_Article_
»»

Jonas Mekas - crédits : Wei Gao, 2018

Jonas Mekas

Jonas Mekas est un cinéaste expérimental et documentaire américain d’origine lituanienne. De par ses activités protéiformes (réalisation, critique, distribution de films, organisation de structures de diffusion indépendantes), il fut à la fois la conscience, le fédérateur et le chroniqueur du cinéma d’avant-garde américain. Il a parachevé le travail de Maya Deren en fondant en 1962 la Film-Makers’ Cooperative, qui a joué un rôle capital dans la constitution du mouvement underground américain ; il a créé, en 1955, avec son frère Adolfas, la revue Film Culture ; et il est devenu responsable de la rubrique « Movie Journal » dans The Village Voice (1958-1976). Il a légitimé le journal filmé (film-journal) en tant que catégorie majeure du cinéma d’avant-garde et lui a trouvé un langage approprié (conçu à base de collages, ou cut-up visuels, mais débarrassé du symbolisme encore présent chez les filmmakers de l’époque), capable de témoigner de son aventure personnelle et de celle de ses compagnons de route. Jonas Mekas est mort à New York le 23 janvier 2019.

««

_Consigne 1_
Modifiez la partie des enregistrements qui commence à leur début et se termine par la ligne contenant « Query: bearded man », en remplaçant « pixel coordinate pair » par « pixel position » et en laissant tout le reste intact.
Les enregistrements n'ont aucun lien avec l'article.

_Enregistrements fournis_
»»

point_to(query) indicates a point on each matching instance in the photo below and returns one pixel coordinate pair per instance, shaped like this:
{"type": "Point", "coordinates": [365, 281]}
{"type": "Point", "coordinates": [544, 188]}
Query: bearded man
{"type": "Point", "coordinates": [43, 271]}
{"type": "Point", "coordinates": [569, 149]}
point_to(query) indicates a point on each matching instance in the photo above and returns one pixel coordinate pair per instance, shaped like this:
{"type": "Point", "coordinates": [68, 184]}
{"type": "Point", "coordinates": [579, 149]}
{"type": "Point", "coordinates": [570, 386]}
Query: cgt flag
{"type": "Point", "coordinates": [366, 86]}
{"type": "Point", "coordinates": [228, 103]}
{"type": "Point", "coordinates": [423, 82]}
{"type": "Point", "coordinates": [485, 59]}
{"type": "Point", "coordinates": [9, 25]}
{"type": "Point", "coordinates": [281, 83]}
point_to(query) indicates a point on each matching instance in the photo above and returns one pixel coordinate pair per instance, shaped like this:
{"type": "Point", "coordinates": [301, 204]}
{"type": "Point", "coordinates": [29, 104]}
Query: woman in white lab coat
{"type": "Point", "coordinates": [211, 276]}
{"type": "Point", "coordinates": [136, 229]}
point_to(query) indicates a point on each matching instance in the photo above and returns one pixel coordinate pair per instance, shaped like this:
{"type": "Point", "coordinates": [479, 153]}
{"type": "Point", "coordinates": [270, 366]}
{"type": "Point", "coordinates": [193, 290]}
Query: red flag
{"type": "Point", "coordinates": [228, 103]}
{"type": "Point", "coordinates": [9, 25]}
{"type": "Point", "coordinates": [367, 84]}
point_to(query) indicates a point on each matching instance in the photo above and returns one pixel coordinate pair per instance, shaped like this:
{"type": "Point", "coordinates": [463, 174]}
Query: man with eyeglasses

««

_Consigne 2_
Dites si chacune de ces affirmations est conforme à l'article sur Jonas Mekas, en répondant par oui ou par non et en citant les mots décisifs de l'article : (a) Mekas a fondé la Film-Makers’ Cooperative en 1962 ; (b) Mekas a créé seul la revue Film Culture ; (c) Mekas est mort à Paris.

_Réponse correcte 1_
point_to(query) indicates a point on each matching instance in the photo below and returns one pixel position per instance, shaped like this:
{"type": "Point", "coordinates": [365, 281]}
{"type": "Point", "coordinates": [544, 188]}
Query: bearded man

_Réponse correcte 2_
(a) Oui : « en fondant en 1962 la Film-Makers’ Cooperative ».
(b) Non : « il a créé, en 1955, avec son frère Adolfas, la revue Film Culture ».
(c) Non : « Jonas Mekas est mort à New York le 23 janvier 2019 ».